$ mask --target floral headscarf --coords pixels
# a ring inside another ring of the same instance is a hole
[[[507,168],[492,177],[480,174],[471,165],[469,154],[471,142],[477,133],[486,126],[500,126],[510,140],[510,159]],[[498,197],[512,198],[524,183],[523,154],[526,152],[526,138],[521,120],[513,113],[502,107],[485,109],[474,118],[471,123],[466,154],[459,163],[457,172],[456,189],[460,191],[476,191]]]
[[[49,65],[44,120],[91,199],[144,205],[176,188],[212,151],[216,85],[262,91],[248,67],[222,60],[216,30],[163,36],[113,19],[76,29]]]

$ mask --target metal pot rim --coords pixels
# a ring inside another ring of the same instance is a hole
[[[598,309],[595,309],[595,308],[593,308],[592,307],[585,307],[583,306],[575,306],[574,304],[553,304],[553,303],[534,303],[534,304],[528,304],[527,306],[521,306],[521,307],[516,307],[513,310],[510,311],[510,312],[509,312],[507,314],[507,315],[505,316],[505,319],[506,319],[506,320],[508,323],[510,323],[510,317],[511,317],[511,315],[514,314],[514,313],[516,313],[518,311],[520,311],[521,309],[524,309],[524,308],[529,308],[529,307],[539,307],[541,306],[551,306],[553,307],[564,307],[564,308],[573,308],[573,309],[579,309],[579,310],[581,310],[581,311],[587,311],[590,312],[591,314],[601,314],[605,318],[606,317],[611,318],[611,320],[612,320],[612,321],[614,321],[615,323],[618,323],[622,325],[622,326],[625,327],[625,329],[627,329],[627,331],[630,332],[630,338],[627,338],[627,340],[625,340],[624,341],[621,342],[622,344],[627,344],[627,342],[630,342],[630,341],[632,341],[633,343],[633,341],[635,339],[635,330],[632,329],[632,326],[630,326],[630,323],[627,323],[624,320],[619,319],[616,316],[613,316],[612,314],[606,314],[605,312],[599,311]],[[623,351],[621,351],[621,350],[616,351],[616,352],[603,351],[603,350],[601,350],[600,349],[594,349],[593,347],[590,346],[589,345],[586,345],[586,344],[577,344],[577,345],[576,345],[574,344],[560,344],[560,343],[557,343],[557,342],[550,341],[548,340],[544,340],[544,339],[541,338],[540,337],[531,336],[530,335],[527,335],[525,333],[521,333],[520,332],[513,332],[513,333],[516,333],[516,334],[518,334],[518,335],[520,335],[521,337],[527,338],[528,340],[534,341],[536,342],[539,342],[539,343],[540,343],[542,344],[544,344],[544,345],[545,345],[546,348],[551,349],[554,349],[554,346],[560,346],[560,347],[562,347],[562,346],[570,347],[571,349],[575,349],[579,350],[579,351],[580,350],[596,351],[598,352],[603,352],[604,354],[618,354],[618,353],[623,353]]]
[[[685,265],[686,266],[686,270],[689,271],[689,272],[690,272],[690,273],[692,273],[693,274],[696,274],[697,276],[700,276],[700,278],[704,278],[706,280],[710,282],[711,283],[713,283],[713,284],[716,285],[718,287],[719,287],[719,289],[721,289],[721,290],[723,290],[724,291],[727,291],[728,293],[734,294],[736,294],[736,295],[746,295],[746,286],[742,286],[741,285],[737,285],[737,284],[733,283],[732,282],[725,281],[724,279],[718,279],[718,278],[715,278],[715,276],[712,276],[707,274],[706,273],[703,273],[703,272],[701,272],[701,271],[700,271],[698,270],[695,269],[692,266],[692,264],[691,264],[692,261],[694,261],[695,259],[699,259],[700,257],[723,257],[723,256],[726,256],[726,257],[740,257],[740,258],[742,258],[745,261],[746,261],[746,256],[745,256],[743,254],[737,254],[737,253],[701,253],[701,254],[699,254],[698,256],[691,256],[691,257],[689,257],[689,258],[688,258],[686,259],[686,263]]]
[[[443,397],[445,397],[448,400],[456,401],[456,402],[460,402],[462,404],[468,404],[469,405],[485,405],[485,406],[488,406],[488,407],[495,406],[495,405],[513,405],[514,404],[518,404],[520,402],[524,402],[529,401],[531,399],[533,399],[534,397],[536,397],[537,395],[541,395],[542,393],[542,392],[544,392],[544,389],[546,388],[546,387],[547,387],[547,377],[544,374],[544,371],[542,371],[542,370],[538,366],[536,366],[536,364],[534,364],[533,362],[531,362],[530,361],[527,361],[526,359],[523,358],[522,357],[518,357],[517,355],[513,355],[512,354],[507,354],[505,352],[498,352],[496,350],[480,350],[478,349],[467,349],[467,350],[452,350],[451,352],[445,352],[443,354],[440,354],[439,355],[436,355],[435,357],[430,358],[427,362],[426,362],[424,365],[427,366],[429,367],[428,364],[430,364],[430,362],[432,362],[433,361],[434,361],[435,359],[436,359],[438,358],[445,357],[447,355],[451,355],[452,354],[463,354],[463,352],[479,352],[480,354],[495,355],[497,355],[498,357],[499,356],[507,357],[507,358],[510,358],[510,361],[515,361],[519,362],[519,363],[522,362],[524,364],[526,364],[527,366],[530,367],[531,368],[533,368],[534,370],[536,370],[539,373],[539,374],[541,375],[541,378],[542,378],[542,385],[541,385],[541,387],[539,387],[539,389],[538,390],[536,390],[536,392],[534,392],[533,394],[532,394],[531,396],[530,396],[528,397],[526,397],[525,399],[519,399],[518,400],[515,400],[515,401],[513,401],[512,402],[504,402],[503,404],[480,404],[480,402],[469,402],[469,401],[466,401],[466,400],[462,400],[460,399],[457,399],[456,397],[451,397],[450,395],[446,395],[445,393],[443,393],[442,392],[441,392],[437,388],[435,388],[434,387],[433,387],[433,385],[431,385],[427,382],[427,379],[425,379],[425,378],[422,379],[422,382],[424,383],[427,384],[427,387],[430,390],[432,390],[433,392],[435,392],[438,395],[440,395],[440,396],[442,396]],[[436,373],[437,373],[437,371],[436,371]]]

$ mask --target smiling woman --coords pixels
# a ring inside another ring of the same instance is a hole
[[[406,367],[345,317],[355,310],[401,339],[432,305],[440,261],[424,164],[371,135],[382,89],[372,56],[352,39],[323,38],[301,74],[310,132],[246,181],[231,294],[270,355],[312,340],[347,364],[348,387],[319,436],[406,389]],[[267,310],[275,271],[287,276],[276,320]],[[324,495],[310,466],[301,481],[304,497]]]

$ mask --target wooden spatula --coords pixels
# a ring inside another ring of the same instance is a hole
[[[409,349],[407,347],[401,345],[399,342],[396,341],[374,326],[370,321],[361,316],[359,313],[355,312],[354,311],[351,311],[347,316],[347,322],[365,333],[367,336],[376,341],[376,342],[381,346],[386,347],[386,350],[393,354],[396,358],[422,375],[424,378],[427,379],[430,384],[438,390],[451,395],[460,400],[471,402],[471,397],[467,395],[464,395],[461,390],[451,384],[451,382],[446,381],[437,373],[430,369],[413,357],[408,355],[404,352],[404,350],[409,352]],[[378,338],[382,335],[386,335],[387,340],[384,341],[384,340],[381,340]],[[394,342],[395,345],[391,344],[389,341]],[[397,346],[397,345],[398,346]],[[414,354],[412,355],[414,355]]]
━━━━━━━━━━━━━━━━
> _THE TASK_
Rewrite all of the lines above, renaming "wooden spatula" to "cooking spatula" and leaving everything else unchanged.

> _WRITTEN ANSWER_
$ mask --target floral headscarf --coords pixels
# a ring inside another ring of the same instance is a hole
[[[507,168],[492,177],[480,174],[471,165],[469,154],[471,142],[477,133],[486,126],[500,126],[510,140],[510,159]],[[498,197],[512,198],[524,183],[523,154],[526,152],[526,138],[521,120],[513,113],[502,107],[485,109],[474,118],[471,123],[466,154],[459,163],[457,172],[456,189],[460,191],[476,191]]]
[[[49,65],[44,120],[91,199],[144,205],[176,188],[212,151],[216,85],[262,91],[248,67],[222,60],[216,30],[163,36],[113,19],[76,29]]]

$ mask --target metal pot rim --coords pixels
# a ring inside another ring of the same instance is a hole
[[[598,309],[595,309],[595,308],[593,308],[592,307],[585,307],[583,306],[575,306],[574,304],[553,304],[553,303],[534,303],[534,304],[528,304],[527,306],[521,306],[521,307],[516,307],[513,310],[510,311],[510,312],[509,312],[507,314],[507,315],[505,316],[505,319],[506,319],[506,320],[508,323],[510,323],[510,317],[511,317],[511,315],[514,314],[514,313],[516,313],[518,311],[520,311],[521,309],[524,309],[524,308],[529,308],[529,307],[539,307],[541,306],[551,306],[553,307],[564,307],[564,308],[573,308],[573,309],[579,309],[579,310],[581,310],[581,311],[587,311],[590,312],[591,314],[601,314],[605,318],[606,317],[611,318],[611,320],[612,320],[612,321],[614,321],[615,323],[618,323],[622,325],[622,326],[625,327],[625,329],[627,329],[627,331],[630,332],[630,338],[627,338],[627,340],[625,340],[624,341],[621,342],[622,344],[627,344],[627,342],[630,342],[630,341],[632,341],[633,343],[633,341],[635,339],[635,330],[632,329],[632,326],[630,326],[630,323],[627,323],[624,320],[619,319],[616,316],[613,316],[612,314],[606,314],[605,312],[599,311]],[[623,351],[621,351],[621,350],[616,351],[616,352],[603,351],[603,350],[601,350],[600,349],[594,349],[593,347],[590,346],[589,345],[586,345],[586,344],[577,344],[577,345],[576,345],[574,344],[560,344],[560,343],[557,343],[557,342],[550,341],[548,340],[544,340],[544,339],[541,338],[540,337],[531,336],[530,335],[527,335],[525,333],[521,333],[520,332],[513,332],[513,333],[516,333],[516,334],[518,334],[518,335],[520,335],[521,337],[527,338],[528,340],[534,341],[536,342],[539,342],[539,343],[540,343],[542,344],[544,344],[544,345],[545,345],[546,348],[551,349],[554,349],[554,346],[560,346],[560,347],[562,347],[562,346],[570,347],[571,349],[575,349],[579,350],[579,351],[580,350],[596,351],[598,352],[603,352],[604,354],[618,354],[618,353],[623,353]]]
[[[685,265],[686,266],[686,270],[689,271],[689,272],[690,272],[690,273],[692,273],[693,274],[696,274],[697,276],[700,276],[700,278],[704,278],[706,280],[710,282],[711,283],[713,283],[713,284],[716,285],[718,287],[719,287],[719,289],[721,289],[721,290],[723,290],[724,291],[727,291],[728,293],[734,294],[736,294],[736,295],[746,295],[746,286],[742,286],[741,285],[737,285],[737,284],[733,283],[732,282],[725,281],[724,279],[718,279],[718,278],[715,278],[715,276],[712,276],[707,274],[706,273],[703,273],[703,272],[701,272],[701,271],[700,271],[698,270],[695,269],[692,266],[692,264],[691,264],[692,261],[694,261],[695,259],[699,259],[700,257],[723,257],[723,256],[726,256],[726,257],[740,257],[740,258],[742,258],[745,261],[746,261],[746,256],[745,256],[743,254],[737,254],[737,253],[701,253],[701,254],[699,254],[698,256],[691,256],[691,257],[689,257],[689,258],[688,258],[686,259],[686,263]]]
[[[443,397],[445,397],[448,400],[456,401],[456,402],[460,402],[462,404],[468,404],[469,405],[485,405],[485,406],[488,406],[488,407],[495,406],[495,405],[513,405],[514,404],[518,404],[520,402],[524,402],[529,401],[531,399],[533,399],[534,397],[536,397],[537,395],[541,395],[542,393],[542,392],[544,392],[544,389],[546,388],[546,387],[547,387],[547,377],[544,374],[544,371],[542,371],[542,370],[538,366],[536,366],[536,364],[534,364],[533,362],[531,362],[530,361],[527,361],[526,359],[523,358],[522,357],[518,357],[517,355],[513,355],[512,354],[507,354],[505,352],[498,352],[496,350],[480,350],[478,349],[467,349],[467,350],[452,350],[451,352],[445,352],[443,354],[440,354],[439,355],[436,355],[435,357],[430,358],[427,362],[426,362],[424,365],[427,366],[429,367],[428,364],[430,364],[430,362],[432,362],[433,361],[434,361],[435,359],[436,359],[438,358],[445,357],[447,355],[451,355],[452,354],[463,354],[463,352],[479,352],[480,354],[495,355],[497,355],[498,357],[499,356],[507,357],[507,358],[510,358],[510,361],[515,361],[519,362],[519,363],[522,362],[524,364],[526,364],[527,366],[530,367],[531,368],[533,368],[534,370],[536,370],[539,373],[539,374],[541,375],[541,378],[542,378],[542,385],[541,385],[541,387],[539,387],[539,389],[538,390],[536,390],[536,392],[534,392],[533,394],[532,394],[531,396],[530,396],[528,397],[526,397],[525,399],[519,399],[518,400],[515,400],[515,401],[513,401],[512,402],[504,402],[503,404],[480,404],[480,402],[469,402],[469,401],[466,401],[466,400],[462,400],[460,399],[457,399],[456,397],[451,397],[450,395],[446,395],[445,393],[443,393],[442,392],[441,392],[437,388],[435,388],[434,387],[433,387],[433,385],[431,385],[427,382],[427,379],[425,379],[425,378],[422,379],[422,382],[424,383],[427,384],[427,387],[430,390],[432,390],[433,392],[435,392],[438,395],[440,395],[440,396],[442,396]],[[436,373],[437,373],[437,371],[436,371]]]

$ mask --target smiling woman --coords pixels
# a ring inside another ring of the same instance is a hole
[[[406,367],[345,317],[355,310],[401,339],[432,305],[440,261],[424,164],[371,135],[382,89],[372,56],[352,39],[323,38],[301,74],[310,132],[246,181],[231,294],[270,355],[312,340],[347,364],[348,387],[319,436],[406,389]],[[267,310],[275,271],[287,276],[276,320]],[[324,495],[310,466],[301,481],[304,497]]]

$ mask --target cooking spatula --coords pixels
# a ring inside another ring of the same instance is a hole
[[[409,349],[407,347],[401,345],[399,342],[396,341],[374,326],[370,321],[361,316],[359,313],[355,312],[354,311],[351,311],[347,316],[347,322],[365,333],[367,336],[376,341],[376,342],[381,346],[386,347],[386,350],[393,354],[396,358],[422,375],[424,378],[427,379],[430,384],[438,390],[451,395],[460,400],[471,402],[471,397],[467,395],[464,395],[461,390],[451,384],[451,382],[446,381],[437,373],[430,369],[413,357],[408,355],[404,352],[404,350],[409,352]],[[378,338],[382,335],[386,335],[387,340],[384,341],[384,340],[381,340]],[[394,342],[395,345],[391,344],[389,341]],[[397,346],[397,345],[398,346]],[[414,354],[412,355],[414,355]]]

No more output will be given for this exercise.